EXTRACT PROVIDED:
There are many books and articles that deal with the political, social, and ethical aspects of AI when it becomes fully operational. But I think for us mere mortals and computer engineers it would be overkill to read all of them. However, since the social relevance of AI is so important, we cannot shelve the issue that easily. To be aware of the sociopolitical aspects of AI, I suggest you watch a few movies to easily understand how AI (strong AI for that matter) may impact all of us. The masterpiece by Stanley Kubrick, ‘2001: A Space Odyssey’, is one of the first movies to depict how a superior intelligent being could look down upon us humans. This movie is one among the many in which AI decides that humanity is the biggest threat to the world and decides to destroy humans. Indeed, there are quite a number of movies where this plot is explored. But that is not the extent of it. There is a movie called ‘Artificial Intelligence’ by the great maestro Steven Spielberg himself, which explores how a machine powered with AI interacts with a human being. Another movie called ‘Ex Machina’ elaborates on this thread and deals with machines capable of artificial general intelligence. In my opinion these are all must-watch movies to understand the impact of AI.

DATASET:

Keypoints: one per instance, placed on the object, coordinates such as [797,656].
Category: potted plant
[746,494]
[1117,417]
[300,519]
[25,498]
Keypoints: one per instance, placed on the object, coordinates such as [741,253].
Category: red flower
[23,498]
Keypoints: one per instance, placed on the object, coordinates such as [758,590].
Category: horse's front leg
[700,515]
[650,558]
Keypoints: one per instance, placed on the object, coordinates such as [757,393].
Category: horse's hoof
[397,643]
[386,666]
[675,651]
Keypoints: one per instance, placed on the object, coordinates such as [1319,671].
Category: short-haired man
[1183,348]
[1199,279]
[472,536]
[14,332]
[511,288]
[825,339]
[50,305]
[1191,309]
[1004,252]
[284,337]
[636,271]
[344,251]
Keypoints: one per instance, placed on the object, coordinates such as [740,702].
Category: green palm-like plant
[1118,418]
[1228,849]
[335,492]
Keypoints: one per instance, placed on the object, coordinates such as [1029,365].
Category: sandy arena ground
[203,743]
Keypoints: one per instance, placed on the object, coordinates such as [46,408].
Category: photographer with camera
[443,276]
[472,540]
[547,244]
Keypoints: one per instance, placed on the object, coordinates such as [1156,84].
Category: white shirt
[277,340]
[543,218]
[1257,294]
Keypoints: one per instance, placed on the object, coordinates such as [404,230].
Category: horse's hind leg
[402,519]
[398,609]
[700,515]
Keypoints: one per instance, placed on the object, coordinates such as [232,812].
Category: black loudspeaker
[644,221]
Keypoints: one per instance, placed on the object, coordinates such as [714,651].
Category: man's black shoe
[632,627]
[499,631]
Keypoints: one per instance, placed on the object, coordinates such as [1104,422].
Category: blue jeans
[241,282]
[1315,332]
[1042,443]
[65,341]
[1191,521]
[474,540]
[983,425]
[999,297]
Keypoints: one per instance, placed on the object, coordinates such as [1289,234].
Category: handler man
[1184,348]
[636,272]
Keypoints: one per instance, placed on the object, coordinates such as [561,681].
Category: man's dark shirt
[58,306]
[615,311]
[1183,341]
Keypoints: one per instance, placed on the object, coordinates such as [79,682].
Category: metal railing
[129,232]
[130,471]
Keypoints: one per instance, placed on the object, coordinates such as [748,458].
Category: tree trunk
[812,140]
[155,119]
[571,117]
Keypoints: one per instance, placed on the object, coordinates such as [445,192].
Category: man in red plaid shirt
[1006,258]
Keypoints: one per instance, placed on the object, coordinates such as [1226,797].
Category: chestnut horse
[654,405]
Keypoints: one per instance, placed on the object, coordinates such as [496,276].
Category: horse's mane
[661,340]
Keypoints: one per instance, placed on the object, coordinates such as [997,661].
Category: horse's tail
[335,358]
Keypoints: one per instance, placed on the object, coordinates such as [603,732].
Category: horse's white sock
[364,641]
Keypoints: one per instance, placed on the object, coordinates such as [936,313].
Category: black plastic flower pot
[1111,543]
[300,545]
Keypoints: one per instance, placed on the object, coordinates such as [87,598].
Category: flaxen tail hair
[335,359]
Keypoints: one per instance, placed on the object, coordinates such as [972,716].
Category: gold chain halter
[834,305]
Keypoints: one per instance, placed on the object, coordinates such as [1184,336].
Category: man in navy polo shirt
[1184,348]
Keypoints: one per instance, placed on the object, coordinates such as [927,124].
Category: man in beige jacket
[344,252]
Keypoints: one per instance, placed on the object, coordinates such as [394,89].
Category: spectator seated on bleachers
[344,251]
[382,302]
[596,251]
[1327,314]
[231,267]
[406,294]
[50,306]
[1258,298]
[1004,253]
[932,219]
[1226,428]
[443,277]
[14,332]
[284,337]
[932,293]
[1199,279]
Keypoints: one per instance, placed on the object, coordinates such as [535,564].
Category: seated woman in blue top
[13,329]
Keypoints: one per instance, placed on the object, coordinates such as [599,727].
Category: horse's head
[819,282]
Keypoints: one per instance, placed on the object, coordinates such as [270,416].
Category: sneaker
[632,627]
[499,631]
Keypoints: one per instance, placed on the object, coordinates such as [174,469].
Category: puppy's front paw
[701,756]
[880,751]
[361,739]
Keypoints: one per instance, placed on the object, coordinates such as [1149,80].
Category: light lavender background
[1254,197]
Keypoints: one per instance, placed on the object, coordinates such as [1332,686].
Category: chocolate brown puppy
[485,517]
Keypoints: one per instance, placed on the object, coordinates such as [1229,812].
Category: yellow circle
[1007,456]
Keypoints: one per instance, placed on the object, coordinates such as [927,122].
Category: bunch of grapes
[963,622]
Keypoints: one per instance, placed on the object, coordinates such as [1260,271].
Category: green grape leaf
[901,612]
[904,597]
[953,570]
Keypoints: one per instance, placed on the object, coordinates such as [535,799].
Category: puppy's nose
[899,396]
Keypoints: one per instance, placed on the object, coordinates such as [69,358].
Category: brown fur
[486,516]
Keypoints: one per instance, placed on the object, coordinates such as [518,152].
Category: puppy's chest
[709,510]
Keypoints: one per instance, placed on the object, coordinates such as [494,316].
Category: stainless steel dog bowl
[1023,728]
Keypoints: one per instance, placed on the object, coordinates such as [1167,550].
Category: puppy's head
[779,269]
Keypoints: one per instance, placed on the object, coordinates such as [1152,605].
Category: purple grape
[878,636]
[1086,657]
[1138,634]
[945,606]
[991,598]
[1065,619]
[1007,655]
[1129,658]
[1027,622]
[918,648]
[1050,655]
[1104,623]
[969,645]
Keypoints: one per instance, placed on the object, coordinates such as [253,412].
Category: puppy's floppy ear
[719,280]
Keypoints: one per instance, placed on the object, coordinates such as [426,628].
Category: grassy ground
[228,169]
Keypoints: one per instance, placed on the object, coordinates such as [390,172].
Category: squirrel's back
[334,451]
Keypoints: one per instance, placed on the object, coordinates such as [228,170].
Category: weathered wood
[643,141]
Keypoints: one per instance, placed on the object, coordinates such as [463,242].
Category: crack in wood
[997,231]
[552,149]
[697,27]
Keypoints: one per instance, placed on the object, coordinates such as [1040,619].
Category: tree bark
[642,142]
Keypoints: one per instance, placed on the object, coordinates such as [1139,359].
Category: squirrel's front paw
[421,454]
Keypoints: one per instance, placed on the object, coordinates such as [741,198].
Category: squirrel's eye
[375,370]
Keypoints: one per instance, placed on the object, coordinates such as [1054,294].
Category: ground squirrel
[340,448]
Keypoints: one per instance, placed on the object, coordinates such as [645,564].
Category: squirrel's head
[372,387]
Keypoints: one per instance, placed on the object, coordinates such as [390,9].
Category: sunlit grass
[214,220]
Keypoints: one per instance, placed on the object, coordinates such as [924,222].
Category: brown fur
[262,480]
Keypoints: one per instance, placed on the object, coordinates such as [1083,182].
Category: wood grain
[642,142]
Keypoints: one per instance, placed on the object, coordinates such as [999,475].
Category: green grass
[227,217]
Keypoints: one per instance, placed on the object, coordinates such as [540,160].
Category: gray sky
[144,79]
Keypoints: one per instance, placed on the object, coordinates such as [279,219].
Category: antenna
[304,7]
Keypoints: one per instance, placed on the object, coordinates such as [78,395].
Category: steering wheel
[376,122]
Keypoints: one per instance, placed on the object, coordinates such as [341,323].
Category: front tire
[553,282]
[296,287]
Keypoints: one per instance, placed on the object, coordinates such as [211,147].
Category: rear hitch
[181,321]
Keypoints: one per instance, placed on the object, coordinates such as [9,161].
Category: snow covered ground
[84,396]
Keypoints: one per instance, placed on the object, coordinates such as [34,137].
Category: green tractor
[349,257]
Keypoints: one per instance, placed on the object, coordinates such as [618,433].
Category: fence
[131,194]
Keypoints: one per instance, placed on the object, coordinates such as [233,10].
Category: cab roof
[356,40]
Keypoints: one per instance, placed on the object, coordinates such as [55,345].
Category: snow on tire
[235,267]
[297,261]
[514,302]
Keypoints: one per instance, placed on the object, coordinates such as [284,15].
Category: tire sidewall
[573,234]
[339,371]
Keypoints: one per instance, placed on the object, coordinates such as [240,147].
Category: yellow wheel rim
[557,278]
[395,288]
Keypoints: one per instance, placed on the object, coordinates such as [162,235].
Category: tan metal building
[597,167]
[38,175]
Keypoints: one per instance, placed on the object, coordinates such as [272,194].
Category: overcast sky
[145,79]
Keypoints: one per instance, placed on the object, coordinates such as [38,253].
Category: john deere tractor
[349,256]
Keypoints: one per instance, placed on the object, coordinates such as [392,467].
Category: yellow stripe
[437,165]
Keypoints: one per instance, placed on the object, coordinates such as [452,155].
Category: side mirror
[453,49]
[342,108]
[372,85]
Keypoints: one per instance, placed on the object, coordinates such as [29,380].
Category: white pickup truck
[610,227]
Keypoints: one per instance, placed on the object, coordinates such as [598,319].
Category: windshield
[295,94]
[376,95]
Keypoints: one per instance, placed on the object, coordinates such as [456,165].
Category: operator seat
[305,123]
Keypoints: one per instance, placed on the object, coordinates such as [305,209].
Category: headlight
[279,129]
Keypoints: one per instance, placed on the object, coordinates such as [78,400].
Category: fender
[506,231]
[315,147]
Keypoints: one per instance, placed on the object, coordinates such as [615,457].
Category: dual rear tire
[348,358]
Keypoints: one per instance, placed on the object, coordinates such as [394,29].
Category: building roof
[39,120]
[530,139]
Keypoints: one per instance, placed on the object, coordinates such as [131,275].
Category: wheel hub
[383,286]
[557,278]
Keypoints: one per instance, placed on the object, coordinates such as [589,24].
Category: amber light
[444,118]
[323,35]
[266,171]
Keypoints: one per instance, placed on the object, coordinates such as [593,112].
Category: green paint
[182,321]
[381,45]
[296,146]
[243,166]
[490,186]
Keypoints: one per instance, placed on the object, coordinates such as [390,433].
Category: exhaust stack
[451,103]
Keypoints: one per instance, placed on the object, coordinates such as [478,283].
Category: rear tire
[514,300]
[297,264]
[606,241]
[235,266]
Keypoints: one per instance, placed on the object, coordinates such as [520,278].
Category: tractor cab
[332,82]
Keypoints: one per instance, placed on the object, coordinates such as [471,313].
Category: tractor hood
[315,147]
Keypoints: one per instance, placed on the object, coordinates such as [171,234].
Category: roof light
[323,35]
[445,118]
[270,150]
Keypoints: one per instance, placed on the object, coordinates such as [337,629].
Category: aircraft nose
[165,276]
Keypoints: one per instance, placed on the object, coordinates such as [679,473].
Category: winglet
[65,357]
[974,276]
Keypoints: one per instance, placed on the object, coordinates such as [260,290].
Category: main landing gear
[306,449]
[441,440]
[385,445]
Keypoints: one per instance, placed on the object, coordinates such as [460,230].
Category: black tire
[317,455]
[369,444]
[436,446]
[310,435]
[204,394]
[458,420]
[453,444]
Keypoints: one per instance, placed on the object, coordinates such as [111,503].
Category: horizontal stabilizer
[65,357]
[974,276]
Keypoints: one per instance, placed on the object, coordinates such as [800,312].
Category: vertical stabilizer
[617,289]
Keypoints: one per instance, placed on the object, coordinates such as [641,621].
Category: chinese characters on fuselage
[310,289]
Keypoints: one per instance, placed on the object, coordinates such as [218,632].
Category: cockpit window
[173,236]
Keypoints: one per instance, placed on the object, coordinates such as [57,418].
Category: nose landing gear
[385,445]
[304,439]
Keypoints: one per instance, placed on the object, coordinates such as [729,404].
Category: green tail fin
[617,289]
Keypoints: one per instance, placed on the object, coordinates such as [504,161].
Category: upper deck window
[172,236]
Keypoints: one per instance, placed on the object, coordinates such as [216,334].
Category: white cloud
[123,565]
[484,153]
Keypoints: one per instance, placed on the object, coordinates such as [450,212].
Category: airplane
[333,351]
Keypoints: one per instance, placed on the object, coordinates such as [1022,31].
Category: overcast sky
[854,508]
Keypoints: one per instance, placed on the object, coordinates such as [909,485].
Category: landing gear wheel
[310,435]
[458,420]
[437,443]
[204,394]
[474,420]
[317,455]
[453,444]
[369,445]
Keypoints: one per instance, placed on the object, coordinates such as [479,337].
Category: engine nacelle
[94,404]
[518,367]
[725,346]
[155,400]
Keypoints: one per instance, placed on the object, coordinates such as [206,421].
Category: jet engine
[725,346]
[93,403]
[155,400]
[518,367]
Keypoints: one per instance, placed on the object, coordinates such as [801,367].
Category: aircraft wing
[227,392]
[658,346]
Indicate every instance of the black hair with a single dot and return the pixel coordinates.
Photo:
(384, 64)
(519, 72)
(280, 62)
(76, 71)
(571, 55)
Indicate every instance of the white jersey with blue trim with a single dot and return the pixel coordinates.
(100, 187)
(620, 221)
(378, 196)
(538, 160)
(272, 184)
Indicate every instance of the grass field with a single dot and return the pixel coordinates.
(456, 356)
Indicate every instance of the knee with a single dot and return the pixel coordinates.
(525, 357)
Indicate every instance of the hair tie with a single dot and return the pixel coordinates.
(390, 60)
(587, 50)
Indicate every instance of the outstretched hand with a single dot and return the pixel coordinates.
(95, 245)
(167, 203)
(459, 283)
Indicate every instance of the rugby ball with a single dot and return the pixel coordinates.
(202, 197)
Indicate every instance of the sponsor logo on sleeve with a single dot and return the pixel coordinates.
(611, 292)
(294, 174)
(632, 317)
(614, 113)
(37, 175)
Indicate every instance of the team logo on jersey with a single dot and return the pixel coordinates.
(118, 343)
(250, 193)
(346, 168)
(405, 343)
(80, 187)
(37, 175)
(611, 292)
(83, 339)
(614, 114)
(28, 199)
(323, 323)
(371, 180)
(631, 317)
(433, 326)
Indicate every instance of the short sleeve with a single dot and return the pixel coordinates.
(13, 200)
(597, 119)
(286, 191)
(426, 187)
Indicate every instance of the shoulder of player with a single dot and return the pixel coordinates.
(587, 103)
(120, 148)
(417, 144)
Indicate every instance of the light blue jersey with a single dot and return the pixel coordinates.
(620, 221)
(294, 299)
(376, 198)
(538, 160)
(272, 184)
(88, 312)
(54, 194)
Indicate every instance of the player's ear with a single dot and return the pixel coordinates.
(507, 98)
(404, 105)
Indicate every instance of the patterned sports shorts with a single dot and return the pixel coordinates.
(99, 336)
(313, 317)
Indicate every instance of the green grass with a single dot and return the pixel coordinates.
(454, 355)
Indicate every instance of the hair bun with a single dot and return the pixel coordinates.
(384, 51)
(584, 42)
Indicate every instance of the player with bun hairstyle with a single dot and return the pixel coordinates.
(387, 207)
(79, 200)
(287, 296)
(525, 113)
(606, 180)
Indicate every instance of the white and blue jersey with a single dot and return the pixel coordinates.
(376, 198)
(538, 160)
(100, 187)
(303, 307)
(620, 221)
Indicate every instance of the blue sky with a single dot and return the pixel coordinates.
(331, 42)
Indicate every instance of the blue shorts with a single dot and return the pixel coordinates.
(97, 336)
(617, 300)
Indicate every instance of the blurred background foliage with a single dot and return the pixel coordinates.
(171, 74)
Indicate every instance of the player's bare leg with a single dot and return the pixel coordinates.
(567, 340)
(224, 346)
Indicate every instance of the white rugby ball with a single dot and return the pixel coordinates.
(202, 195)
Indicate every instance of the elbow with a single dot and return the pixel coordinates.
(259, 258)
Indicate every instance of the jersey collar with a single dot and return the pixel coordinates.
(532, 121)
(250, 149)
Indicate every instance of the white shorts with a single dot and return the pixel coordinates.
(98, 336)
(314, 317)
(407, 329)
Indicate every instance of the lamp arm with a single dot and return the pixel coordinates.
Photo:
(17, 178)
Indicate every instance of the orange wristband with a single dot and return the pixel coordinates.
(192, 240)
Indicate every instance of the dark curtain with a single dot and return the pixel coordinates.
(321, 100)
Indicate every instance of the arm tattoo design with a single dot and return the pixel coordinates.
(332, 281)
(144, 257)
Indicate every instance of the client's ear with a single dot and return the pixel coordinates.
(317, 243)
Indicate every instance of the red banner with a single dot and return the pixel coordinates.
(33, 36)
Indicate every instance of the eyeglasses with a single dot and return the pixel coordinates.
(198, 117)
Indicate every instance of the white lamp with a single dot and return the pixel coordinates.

THE TASKS:
1) List every movie title that the passage on AI in movies names.
2) Pick up the passage on AI in movies right after its last sentence and keep writing it.
The items above come from a different source than the passage on AI in movies.

TASK ANSWERS:
1)
- 2001: A Space Odyssey
- Artificial Intelligence
- Ex Machina

2)
As a final thought exercise, just contemplate roads where every car manufacturing company has its own rules and AI for self-driving cars. That will lead to complete pandemonium.
An introduction to TensorFlow
First, let us install TensorFlow in JupyterLab. The kind of installation required depends on whether your system has a GPU or not. But, what is a GPU (graphics processing unit)? GPU is an electronic circuit that uses parallel processing to accelerate the speed of image processing. Though often used by gamers and designers, GPUs are an essential hardware requirement while developing AI and machine learning based applications. Unfortunately, not every GPU is compatible with TensorFlow. You need to have an NVIDIA GPU to install the GPU version of TensorFlow. Further, you need to install a parallel computing platform called CUDA (compute unified device architecture) in your system. If your system satisfies these requirements, then execute the command ‘pip install tensorflow-gpu’ on JupyterLab to install the GPU version of TensorFlow. If there is something wrong with the GPU configuration of your system, you will get the error message, ‘CUDA_ERROR_NO_DEVICE: no CUDA-capable device is detected’, when you try to use TensorFlow. If you get this error, please uninstall the GPU version of TensorFlow with the following command, ‘pip uninstall tensorflow-gpu’. Later, please install the CPU version of TensorFlow by executing the command, ‘pip install tensorflow’, on JupyterLab. Now, we are ready to use TensorFlow. Notice that, for the time being, we restrict our discussion to CPUs and TensorFlow.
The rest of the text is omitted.